Work order:
Return verbatim the line containing "Target: distant hill" together with all lines that follow it, through the end of the records.
* * * * *
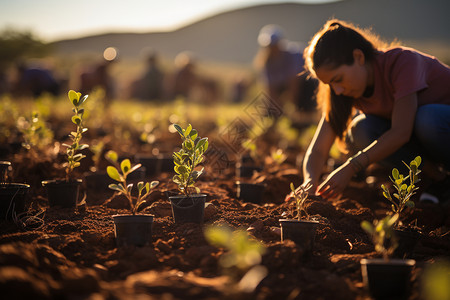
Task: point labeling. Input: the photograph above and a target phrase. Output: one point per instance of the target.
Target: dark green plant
(73, 157)
(300, 196)
(402, 197)
(243, 256)
(382, 234)
(188, 158)
(125, 188)
(36, 134)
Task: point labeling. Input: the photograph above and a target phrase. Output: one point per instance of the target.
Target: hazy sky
(57, 19)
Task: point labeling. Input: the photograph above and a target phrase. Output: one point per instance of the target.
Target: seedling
(188, 158)
(383, 235)
(300, 196)
(243, 257)
(73, 157)
(404, 192)
(34, 131)
(123, 187)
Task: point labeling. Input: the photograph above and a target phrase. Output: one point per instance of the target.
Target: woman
(390, 104)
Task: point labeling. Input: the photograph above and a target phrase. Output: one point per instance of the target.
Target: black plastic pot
(407, 240)
(133, 230)
(302, 232)
(62, 193)
(250, 192)
(387, 279)
(12, 199)
(188, 209)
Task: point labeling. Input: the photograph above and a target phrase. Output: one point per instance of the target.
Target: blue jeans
(430, 138)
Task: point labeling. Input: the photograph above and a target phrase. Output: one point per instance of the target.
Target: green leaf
(83, 99)
(113, 173)
(153, 184)
(193, 134)
(181, 169)
(74, 97)
(188, 130)
(125, 165)
(140, 186)
(418, 160)
(409, 203)
(82, 147)
(134, 168)
(367, 226)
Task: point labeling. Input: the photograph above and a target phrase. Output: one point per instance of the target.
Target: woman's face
(348, 80)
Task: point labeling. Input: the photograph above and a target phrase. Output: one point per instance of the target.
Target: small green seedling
(300, 195)
(188, 158)
(242, 259)
(383, 235)
(123, 187)
(73, 157)
(404, 192)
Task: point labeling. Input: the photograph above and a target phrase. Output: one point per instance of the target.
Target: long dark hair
(332, 47)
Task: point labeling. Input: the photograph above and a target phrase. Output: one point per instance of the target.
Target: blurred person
(281, 65)
(34, 81)
(150, 85)
(386, 104)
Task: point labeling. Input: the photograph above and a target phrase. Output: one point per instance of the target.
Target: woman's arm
(317, 153)
(402, 125)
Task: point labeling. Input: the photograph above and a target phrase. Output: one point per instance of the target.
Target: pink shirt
(399, 72)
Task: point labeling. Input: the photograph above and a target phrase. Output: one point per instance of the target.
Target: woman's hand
(336, 182)
(311, 190)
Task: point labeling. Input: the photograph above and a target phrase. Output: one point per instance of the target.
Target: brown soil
(73, 254)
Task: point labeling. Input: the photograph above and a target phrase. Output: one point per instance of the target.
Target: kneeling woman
(387, 104)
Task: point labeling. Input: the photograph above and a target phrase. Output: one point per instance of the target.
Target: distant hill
(231, 36)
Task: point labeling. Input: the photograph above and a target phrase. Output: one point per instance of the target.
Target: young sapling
(300, 196)
(188, 158)
(73, 157)
(122, 186)
(402, 197)
(383, 235)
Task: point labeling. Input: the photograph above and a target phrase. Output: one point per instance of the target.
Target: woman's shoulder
(397, 51)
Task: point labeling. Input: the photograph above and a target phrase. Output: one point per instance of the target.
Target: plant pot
(166, 163)
(135, 230)
(302, 232)
(188, 209)
(12, 199)
(62, 193)
(407, 240)
(4, 166)
(387, 279)
(250, 192)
* * * * *
Solution to this problem:
Target: distant hill
(231, 36)
Task: point labeling. Input: the photograph above and a target phrase. Output: one point per instance of the target.
Target: young sapling
(300, 196)
(188, 158)
(73, 157)
(122, 186)
(402, 197)
(383, 235)
Task: point labeling. Input: the photograph above and a target phrase. Output: one point per instance of the target.
Target: woman's shoulder
(397, 51)
Task: point labeling. Input: the photograph above and a target phrase. Output: one point per instance of the target.
Target: plant pot
(166, 163)
(135, 230)
(302, 232)
(188, 209)
(12, 199)
(62, 193)
(407, 240)
(4, 166)
(387, 279)
(250, 192)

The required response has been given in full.